• _Exercise instructions_:
In full and without alteration, print the records below, minus any images.

===== Records supplied =====

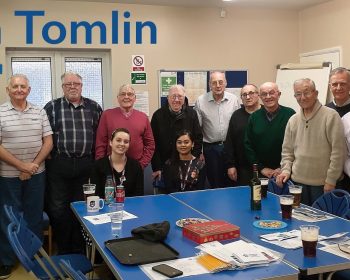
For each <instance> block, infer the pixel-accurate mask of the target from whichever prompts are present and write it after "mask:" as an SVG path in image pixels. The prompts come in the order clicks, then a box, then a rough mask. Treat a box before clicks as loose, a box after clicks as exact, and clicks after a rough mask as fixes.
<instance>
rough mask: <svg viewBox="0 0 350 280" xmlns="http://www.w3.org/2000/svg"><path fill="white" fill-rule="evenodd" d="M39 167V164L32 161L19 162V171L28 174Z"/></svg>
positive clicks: (37, 169)
mask: <svg viewBox="0 0 350 280" xmlns="http://www.w3.org/2000/svg"><path fill="white" fill-rule="evenodd" d="M38 169H39V165H38V164H36V163H34V162H23V163H22V164H21V168H20V171H22V172H27V173H29V174H32V175H33V174H34V173H35V172H37V171H38Z"/></svg>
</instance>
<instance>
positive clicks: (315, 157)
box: [276, 79, 345, 205]
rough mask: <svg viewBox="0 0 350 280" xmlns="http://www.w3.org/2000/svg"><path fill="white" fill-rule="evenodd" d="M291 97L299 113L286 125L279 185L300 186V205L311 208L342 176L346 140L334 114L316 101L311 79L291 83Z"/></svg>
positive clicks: (301, 80)
mask: <svg viewBox="0 0 350 280" xmlns="http://www.w3.org/2000/svg"><path fill="white" fill-rule="evenodd" d="M294 93H295V94H294V97H295V98H296V100H297V102H298V103H299V105H300V112H299V113H297V114H295V115H294V116H292V117H291V118H290V119H289V121H288V124H287V127H286V131H285V135H284V140H283V146H282V160H281V170H282V172H281V174H280V175H278V176H277V179H276V182H277V184H279V185H282V183H283V182H286V181H287V180H288V179H289V178H290V177H291V179H292V180H293V182H294V183H295V184H298V185H302V186H303V192H302V203H304V204H307V205H311V204H312V203H313V202H314V201H315V200H316V199H317V198H318V197H319V196H321V195H322V194H323V193H324V192H329V191H332V190H333V189H334V188H335V185H336V182H337V180H338V179H339V178H340V177H341V175H342V172H343V165H344V160H345V138H344V132H343V125H342V122H341V119H340V117H339V115H338V113H337V112H336V111H335V110H332V109H330V108H327V107H326V106H322V104H321V103H320V102H319V101H318V99H317V95H318V92H317V90H316V87H315V83H314V82H313V81H312V80H310V79H300V80H297V81H295V82H294Z"/></svg>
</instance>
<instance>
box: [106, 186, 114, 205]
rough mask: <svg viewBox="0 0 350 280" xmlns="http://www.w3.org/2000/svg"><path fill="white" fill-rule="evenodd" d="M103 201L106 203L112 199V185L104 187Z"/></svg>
mask: <svg viewBox="0 0 350 280" xmlns="http://www.w3.org/2000/svg"><path fill="white" fill-rule="evenodd" d="M105 201H106V203H107V204H109V203H112V202H113V201H114V187H105Z"/></svg>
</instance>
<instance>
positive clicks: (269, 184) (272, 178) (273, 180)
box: [267, 177, 293, 195]
mask: <svg viewBox="0 0 350 280" xmlns="http://www.w3.org/2000/svg"><path fill="white" fill-rule="evenodd" d="M290 185H293V182H292V181H291V180H288V181H287V182H285V183H284V184H283V187H282V188H281V187H279V186H278V185H277V184H276V178H275V177H273V178H271V179H269V183H268V186H267V190H268V191H269V192H272V193H274V194H277V195H282V194H289V186H290Z"/></svg>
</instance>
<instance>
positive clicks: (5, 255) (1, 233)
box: [0, 172, 45, 265]
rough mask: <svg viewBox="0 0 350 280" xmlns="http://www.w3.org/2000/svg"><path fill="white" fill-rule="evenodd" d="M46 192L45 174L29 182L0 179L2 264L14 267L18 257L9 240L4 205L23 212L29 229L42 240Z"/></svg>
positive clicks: (5, 178)
mask: <svg viewBox="0 0 350 280" xmlns="http://www.w3.org/2000/svg"><path fill="white" fill-rule="evenodd" d="M44 190H45V172H42V173H39V174H36V175H33V176H32V177H31V178H30V179H29V180H26V181H21V180H20V179H19V178H18V177H15V178H7V177H0V264H1V265H14V264H15V261H16V255H15V253H14V252H13V250H12V247H11V245H10V243H9V241H8V239H7V226H8V224H9V220H8V218H7V216H6V214H5V210H4V204H7V205H12V206H13V207H14V208H15V209H18V210H20V211H23V217H24V219H25V221H26V222H27V224H28V227H29V228H30V229H31V230H32V231H33V232H34V233H35V234H36V235H37V236H38V237H39V238H42V233H43V225H42V217H43V207H44Z"/></svg>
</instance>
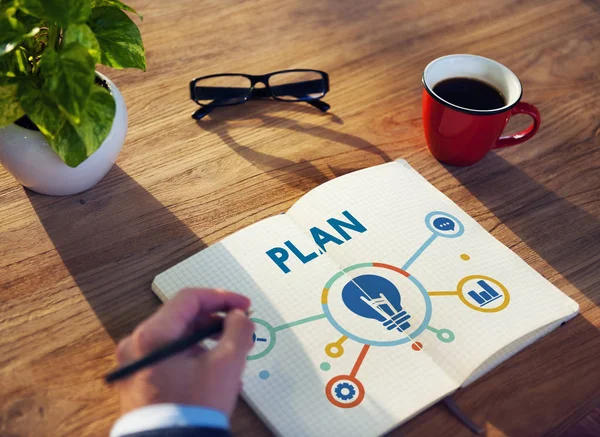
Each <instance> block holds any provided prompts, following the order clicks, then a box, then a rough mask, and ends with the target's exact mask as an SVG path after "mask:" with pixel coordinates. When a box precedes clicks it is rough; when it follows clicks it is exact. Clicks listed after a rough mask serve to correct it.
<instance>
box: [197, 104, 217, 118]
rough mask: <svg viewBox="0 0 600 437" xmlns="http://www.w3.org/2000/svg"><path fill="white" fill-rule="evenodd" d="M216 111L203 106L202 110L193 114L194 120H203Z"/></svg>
mask: <svg viewBox="0 0 600 437" xmlns="http://www.w3.org/2000/svg"><path fill="white" fill-rule="evenodd" d="M213 109H215V108H214V107H212V106H203V107H202V108H199V109H198V110H196V112H194V113H193V114H192V118H193V119H194V120H202V119H203V118H204V117H206V116H207V115H208V114H210V112H211V111H212V110H213Z"/></svg>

=====

• _Exercise answer_:
For each <instance> block, infer the pixel-accurate mask of the target from whichever prompts are present and write it after "mask:" as an SVG path in image pixels. The prompts come in the order clicks, then a box, then a rough mask. Treat a box before clicks as loose, a box after clicks as exact, and clicks after a rough mask as fixes.
<instance>
rough mask: <svg viewBox="0 0 350 280" xmlns="http://www.w3.org/2000/svg"><path fill="white" fill-rule="evenodd" d="M39 167V164L32 161L19 162V171L28 174Z"/></svg>
positive clicks: (37, 169)
mask: <svg viewBox="0 0 350 280" xmlns="http://www.w3.org/2000/svg"><path fill="white" fill-rule="evenodd" d="M38 169H39V165H38V164H36V163H34V162H23V163H22V164H21V168H20V171H22V172H27V173H29V174H32V175H33V174H34V173H35V172H37V171H38Z"/></svg>
</instance>
<instance>
positive clicks: (315, 157)
box: [276, 79, 345, 205]
rough mask: <svg viewBox="0 0 350 280" xmlns="http://www.w3.org/2000/svg"><path fill="white" fill-rule="evenodd" d="M291 97L299 113L286 125L279 185L300 186V205L311 208L342 176L346 140L334 114L316 101L311 79L291 83Z"/></svg>
positive clicks: (301, 80)
mask: <svg viewBox="0 0 350 280" xmlns="http://www.w3.org/2000/svg"><path fill="white" fill-rule="evenodd" d="M294 93H295V94H294V97H295V98H296V100H297V102H298V103H299V105H300V112H299V113H297V114H295V115H294V116H292V117H291V118H290V119H289V121H288V124H287V127H286V131H285V135H284V140H283V146H282V160H281V170H282V172H281V174H280V175H278V176H277V179H276V182H277V184H279V185H282V183H283V182H286V181H287V180H288V179H289V178H290V177H291V179H292V180H293V182H294V183H295V184H298V185H302V186H303V192H302V203H304V204H307V205H311V204H312V203H313V202H314V201H315V200H316V199H317V198H318V197H319V196H321V195H322V194H323V193H324V192H329V191H332V190H333V189H334V188H335V185H336V182H337V180H338V179H339V178H340V177H341V175H342V172H343V165H344V160H345V138H344V132H343V125H342V122H341V119H340V117H339V115H338V113H337V112H336V111H335V110H332V109H330V108H327V107H326V106H322V104H321V103H320V102H319V101H318V99H317V95H318V92H317V90H316V87H315V83H314V82H313V81H312V80H310V79H300V80H297V81H295V82H294Z"/></svg>
</instance>
<instance>
box: [106, 186, 114, 205]
rough mask: <svg viewBox="0 0 350 280" xmlns="http://www.w3.org/2000/svg"><path fill="white" fill-rule="evenodd" d="M103 201L106 203L112 199V185L104 187Z"/></svg>
mask: <svg viewBox="0 0 350 280" xmlns="http://www.w3.org/2000/svg"><path fill="white" fill-rule="evenodd" d="M105 201H106V203H107V204H109V203H112V202H113V201H114V187H105Z"/></svg>
</instance>
<instance>
positive clicks: (269, 184) (272, 178) (273, 180)
box: [267, 177, 293, 195]
mask: <svg viewBox="0 0 350 280" xmlns="http://www.w3.org/2000/svg"><path fill="white" fill-rule="evenodd" d="M290 185H293V182H292V181H291V180H288V181H287V182H285V183H284V184H283V187H282V188H281V187H279V186H278V185H277V184H276V178H275V177H273V178H271V179H269V183H268V186H267V190H268V191H269V192H272V193H274V194H277V195H282V194H289V186H290Z"/></svg>
</instance>
<instance>
positive clicks: (5, 255) (1, 233)
box: [0, 172, 45, 265]
rough mask: <svg viewBox="0 0 350 280" xmlns="http://www.w3.org/2000/svg"><path fill="white" fill-rule="evenodd" d="M46 192L45 174L29 182L0 179L2 264L14 267L18 257L9 240L4 205L23 212L29 229L42 240Z"/></svg>
positive clicks: (5, 178)
mask: <svg viewBox="0 0 350 280" xmlns="http://www.w3.org/2000/svg"><path fill="white" fill-rule="evenodd" d="M44 190H45V172H42V173H39V174H36V175H33V176H32V177H31V178H30V179H29V180H26V181H21V180H20V179H19V178H18V177H15V178H7V177H0V264H1V265H14V264H15V261H16V255H15V253H14V252H13V250H12V247H11V245H10V243H9V241H8V239H7V226H8V224H9V220H8V218H7V216H6V214H5V210H4V204H7V205H12V206H13V207H14V208H15V209H18V210H20V211H23V217H24V219H25V221H26V222H27V224H28V227H29V228H30V229H31V230H32V231H33V232H34V233H35V234H36V235H37V236H38V237H39V238H42V233H43V225H42V217H43V207H44Z"/></svg>
</instance>
Each <instance> block holds any provided prompts, following the order clicks, then a box, then a rough mask, and ends with the target's exact mask as an SVG path after "mask:" with pixel coordinates. When a box precedes clicks it is rough; when it follows clicks it is exact. Clicks listed after a rough mask serve to correct it.
<instance>
box: [197, 104, 217, 118]
rough mask: <svg viewBox="0 0 600 437" xmlns="http://www.w3.org/2000/svg"><path fill="white" fill-rule="evenodd" d="M216 111L203 106L202 110L193 114L194 120H203Z"/></svg>
mask: <svg viewBox="0 0 600 437" xmlns="http://www.w3.org/2000/svg"><path fill="white" fill-rule="evenodd" d="M213 109H215V108H214V107H212V106H203V107H202V108H199V109H198V110H196V112H194V113H193V114H192V118H193V119H194V120H202V119H203V118H204V117H206V116H207V115H208V114H210V112H211V111H212V110H213Z"/></svg>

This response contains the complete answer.